ЧТО НУЖНО СДЕЛАТЬ —
Перепишите, пожалуйста, часть текста о художестве, начиная со слов «Художество субъективно по» и далее вплоть до слов «впустить в себя).», заменив «Художник» на «Мастер».

ТЕКСТ УПРАЖНЕНИЯ —
На самом же деле в области художества, как и в «точных» видах познания, ум располагают к себе глубокие и верные суждения. И в искусстве он ищет истин – не форм, не чувств, не развлечения как таковых. Не то произведение, которое только развлечет, а то, которое научит и заставит мыслить, ценит хоть сколько-то пробужденный ум. Повинюсь: сказав «истин», я выбрал неверное слово. Разум в художестве ищет пищу: как для мысли, так и для воображения. Питательность, богатство, глубина – таинственно связаны с истиной, помимо воли автора и читателя.

Художество субъективно по своему происхождению, достигает ума и сердца также субъективно, по личной склонности, но объективно по своему содержанию: тем или иным истинам о человеке и жизни. Без желания учить и учиться, делиться и усваивать нет и художества. Художник не «творит» из ничего. Не «выражает» какие-то внутренние «тайности». Он видит и рассказывает об увиденном. Читатель, зритель – не просто с разинутым ртом созерцает каскад форм и красок, но соучаствует в творении (или убивает его своим равнодушием, неспособностью впустить в себя).

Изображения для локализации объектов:
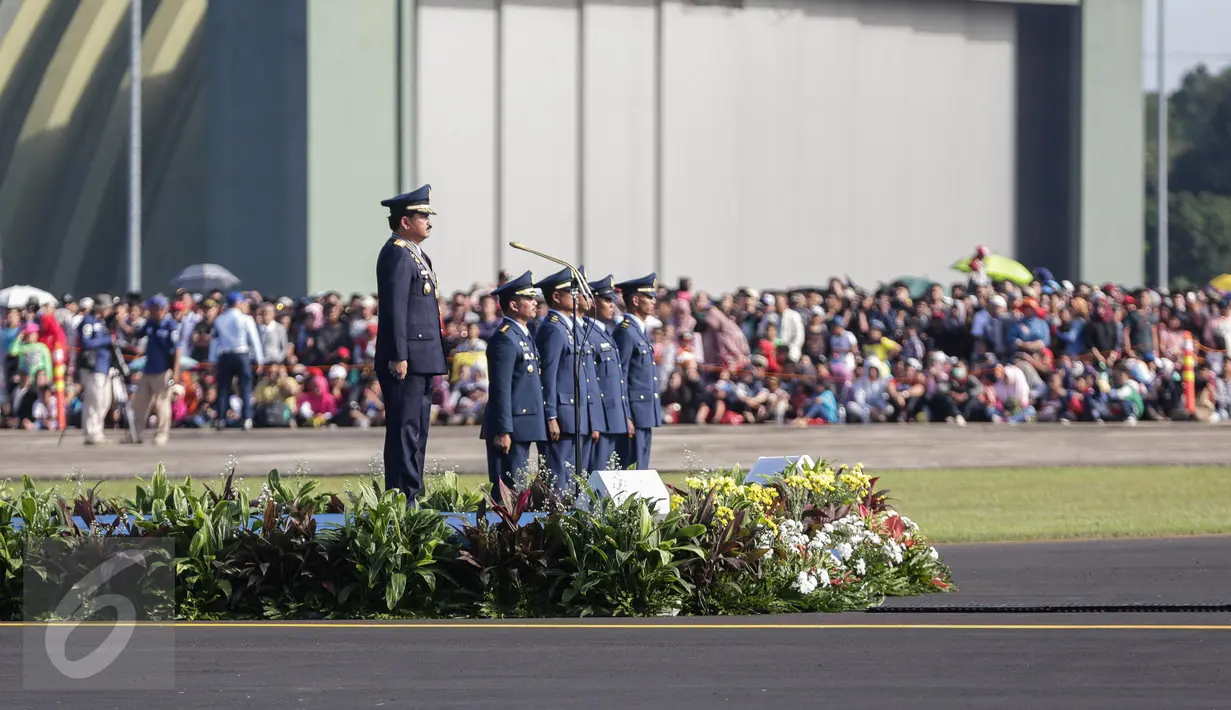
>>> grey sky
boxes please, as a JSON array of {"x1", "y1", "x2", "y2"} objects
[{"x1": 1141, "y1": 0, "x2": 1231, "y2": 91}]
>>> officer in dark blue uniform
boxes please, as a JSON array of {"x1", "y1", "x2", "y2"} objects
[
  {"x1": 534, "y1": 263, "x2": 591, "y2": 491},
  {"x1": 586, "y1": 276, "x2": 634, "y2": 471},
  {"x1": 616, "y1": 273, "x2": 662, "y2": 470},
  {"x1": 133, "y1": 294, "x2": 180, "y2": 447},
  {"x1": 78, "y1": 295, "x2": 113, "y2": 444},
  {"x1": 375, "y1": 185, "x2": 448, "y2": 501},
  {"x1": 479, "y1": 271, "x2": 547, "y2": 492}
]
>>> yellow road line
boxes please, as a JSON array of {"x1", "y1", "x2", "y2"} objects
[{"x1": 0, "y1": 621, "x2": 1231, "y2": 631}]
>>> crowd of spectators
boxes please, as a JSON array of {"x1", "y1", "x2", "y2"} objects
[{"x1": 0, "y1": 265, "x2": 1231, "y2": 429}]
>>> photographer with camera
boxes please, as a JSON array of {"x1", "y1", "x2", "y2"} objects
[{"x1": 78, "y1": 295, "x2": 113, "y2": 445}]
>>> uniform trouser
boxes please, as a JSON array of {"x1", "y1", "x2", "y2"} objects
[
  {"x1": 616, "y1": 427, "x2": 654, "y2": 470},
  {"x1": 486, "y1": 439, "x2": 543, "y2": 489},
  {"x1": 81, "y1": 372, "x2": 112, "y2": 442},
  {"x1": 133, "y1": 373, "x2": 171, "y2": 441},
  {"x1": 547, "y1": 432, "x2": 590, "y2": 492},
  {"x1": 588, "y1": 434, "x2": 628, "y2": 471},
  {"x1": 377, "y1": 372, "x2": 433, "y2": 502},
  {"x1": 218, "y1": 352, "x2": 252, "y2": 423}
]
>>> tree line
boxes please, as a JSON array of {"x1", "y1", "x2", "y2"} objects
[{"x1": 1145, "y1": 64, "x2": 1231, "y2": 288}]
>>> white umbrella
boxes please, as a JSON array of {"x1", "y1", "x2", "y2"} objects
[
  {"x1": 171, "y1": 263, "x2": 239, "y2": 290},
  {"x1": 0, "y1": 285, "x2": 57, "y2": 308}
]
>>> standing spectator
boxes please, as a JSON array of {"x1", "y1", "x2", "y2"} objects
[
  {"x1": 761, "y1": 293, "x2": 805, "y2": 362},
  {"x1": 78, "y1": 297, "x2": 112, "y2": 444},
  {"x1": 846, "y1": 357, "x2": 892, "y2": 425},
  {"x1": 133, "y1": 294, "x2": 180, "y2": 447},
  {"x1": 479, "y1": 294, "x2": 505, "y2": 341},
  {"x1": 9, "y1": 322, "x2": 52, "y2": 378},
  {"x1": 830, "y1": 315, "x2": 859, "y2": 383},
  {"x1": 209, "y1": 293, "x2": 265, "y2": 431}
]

ПОЛЕ ОТВЕТА —
Художество субъективно по своему происхождению, достигает ума и сердца также субъективно, по личной склонности, но объективно по своему содержанию: тем или иным истинам о человеке и жизни. Без желания учить и учиться, делиться и усваивать нет и художества. Мастер не «творит» из ничего. Не «выражает» какие-то внутренние «тайности». Он видит и рассказывает об увиденном. Читатель, зритель – не просто с разинутым ртом созерцает каскад форм и красок, но соучаствует в творении (или убивает его своим равнодушием, неспособностью впустить в себя).